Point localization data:
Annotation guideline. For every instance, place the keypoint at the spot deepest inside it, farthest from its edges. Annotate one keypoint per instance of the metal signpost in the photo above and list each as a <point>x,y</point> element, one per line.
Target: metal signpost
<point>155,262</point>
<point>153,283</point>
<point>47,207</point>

TASK GOAL =>
Every record needs to be written out again, exactly as it was given.

EXERCISE SOLUTION =>
Annotation guideline. For every instance, place the keypoint at the spot deepest inside it, farthest from its edges. Annotate one keypoint per instance of the metal signpost in the photo above and list each as a <point>x,y</point> element, one per line.
Target: metal signpost
<point>155,262</point>
<point>153,283</point>
<point>47,207</point>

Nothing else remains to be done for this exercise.